_Excerpted passage_
──────

In progress at UNHQ

PRESS BRIEFING BY SECRETARY-GENERAL'S SPECIAL REPRESENTATIVE IN BOSNIA AND HERZEGOVINA

27 October 1999



Press Briefing


PRESS BRIEFING BY SECRETARY-GENERAL'S SPECIAL REPRESENTATIVE IN BOSNIA AND HERZEGOVINA

19991027

"Bosnia and Herzegovina is a patient that is recovering from a grave illness and surviving on life support systems", Jacques Klein, Special Representative of the Secretary-General and Coordinator of United Nations activities in Bosnia and Herzegovina, said at a Headquarters briefing this afternoon.

The life support systems were the Stability Force (SFOR), the International Police Task Force (IPTF) security component, and an economic infusion of international capital and political assistance, he explained. The patient was not dying, but the recovery was slow. Meanwhile, many extraneous issues impacted on the situation, such as the Kosovo situation, and "donor and compassion fatigue". The patient had to be convinced to participate in the recovery effort, a concept that was not encouraged by the former Marxist construct or the tendency to blame others.

──────

(Items from a data source)
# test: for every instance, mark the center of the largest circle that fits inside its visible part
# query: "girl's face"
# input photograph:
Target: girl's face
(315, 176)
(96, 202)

──────

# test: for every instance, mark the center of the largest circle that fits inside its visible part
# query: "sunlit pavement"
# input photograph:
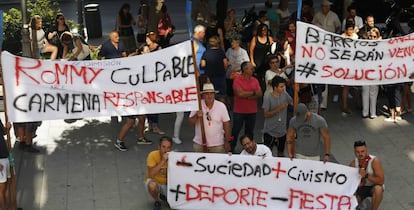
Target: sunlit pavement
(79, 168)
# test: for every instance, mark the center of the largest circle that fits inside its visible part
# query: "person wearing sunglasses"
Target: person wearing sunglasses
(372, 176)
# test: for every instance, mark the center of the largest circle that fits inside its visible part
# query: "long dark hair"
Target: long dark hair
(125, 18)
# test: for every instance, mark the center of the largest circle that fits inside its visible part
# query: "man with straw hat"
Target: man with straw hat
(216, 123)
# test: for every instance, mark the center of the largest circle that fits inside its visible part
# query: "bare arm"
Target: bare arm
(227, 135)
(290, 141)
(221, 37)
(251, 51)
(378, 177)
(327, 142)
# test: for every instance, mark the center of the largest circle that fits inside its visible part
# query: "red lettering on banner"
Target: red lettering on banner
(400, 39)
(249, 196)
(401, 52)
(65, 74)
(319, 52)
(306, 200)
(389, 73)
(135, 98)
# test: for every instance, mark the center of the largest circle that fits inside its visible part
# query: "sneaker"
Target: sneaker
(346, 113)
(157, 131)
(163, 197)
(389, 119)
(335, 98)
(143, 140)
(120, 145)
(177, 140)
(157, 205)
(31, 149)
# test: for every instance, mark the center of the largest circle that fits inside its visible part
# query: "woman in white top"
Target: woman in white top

──────

_Work instruction 1_
Answer these questions from the press briefing:
(a) What two positions did Jacques Klein hold?
(b) Which three things did he identify as the life support systems?
(c) Which extraneous issues did he name as affecting the situation?
_Work instruction 2_
According to the press briefing, why did the patient have to be convinced to take part in the recovery effort?

_Exercise output 1_
(a) He was Special Representative of the Secretary-General and Coordinator of United Nations activities in Bosnia and Herzegovina.
(b) The Stability Force (SFOR), the International Police Task Force (IPTF) security component, and an economic infusion of international capital and political assistance.
(c) The Kosovo situation and "donor and compassion fatigue".

_Exercise output 2_
Participation in the recovery effort was a concept that had not been encouraged by the former Marxist construct or by the tendency to blame others.